• [Extrait du document]
La solitude, mon amie...

Source : http://www.add-chalonsenchampagne.fr
Incontournable ! – La solitude est une réalité humaine incontournable et vitale, féconde et souvent difficile à assumer. La solitude, c’est d’abord un vertige essentiel à la vie. Elle la secoue. Secousse fondamentale pour jaillir de l’ornière, échapper un à regard trop focal, commencer à refaire du neuf. La solitude est un défi pour moi-même. Je puis être bien accompagné, harnaché par la fraternité humaine, mais ne suis-je pas seul finalement à vivre ce qui m’est donné à vivre ?

• [Listing enregistré]

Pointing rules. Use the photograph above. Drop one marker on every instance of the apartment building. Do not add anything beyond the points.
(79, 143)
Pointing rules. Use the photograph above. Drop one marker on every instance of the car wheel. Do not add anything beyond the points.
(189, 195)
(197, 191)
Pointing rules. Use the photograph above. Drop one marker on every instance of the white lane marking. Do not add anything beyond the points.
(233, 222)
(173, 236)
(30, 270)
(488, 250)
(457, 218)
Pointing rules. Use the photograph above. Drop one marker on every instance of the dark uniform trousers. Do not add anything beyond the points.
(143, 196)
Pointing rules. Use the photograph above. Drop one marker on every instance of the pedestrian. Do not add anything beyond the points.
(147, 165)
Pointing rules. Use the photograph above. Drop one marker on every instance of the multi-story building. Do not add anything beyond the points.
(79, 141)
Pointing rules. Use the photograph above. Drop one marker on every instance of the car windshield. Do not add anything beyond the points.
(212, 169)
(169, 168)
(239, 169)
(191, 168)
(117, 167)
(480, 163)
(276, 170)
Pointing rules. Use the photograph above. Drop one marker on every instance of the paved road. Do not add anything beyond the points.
==
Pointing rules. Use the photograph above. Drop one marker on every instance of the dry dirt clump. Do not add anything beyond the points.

• [Consignes]
A) D'après l'extrait sur la solitude, pourquoi celle-ci est-elle un vertige essentiel à la vie ? Répondez en une à trois phrases.
B) Veuillez recopier sans aucun changement le passage de l'extrait sur la solitude qui commence par « La solitude, mon » et se poursuit jusqu'à « donné à vivre ? ».
Le listing provient d'une autre source que l'extrait.

• [Corrigé]
A) La solitude secoue la vie. Cette secousse fondamentale permet de sortir de l'ornière, d'échapper à un regard trop focal et de commencer à refaire du neuf.

B)
La solitude, mon amie...

Source : http://www.add-chalonsenchampagne.fr
Incontournable ! – La solitude est une réalité humaine incontournable et vitale, féconde et souvent difficile à assumer. La solitude, c’est d’abord un vertige essentiel à la vie. Elle la secoue. Secousse fondamentale pour jaillir de l’ornière, échapper un à regard trop focal, commencer à refaire du neuf. La solitude est un défi pour moi-même. Je puis être bien accompagné, harnaché par la fraternité humaine, mais ne suis-je pas seul finalement à vivre ce qui m’est donné à vivre ?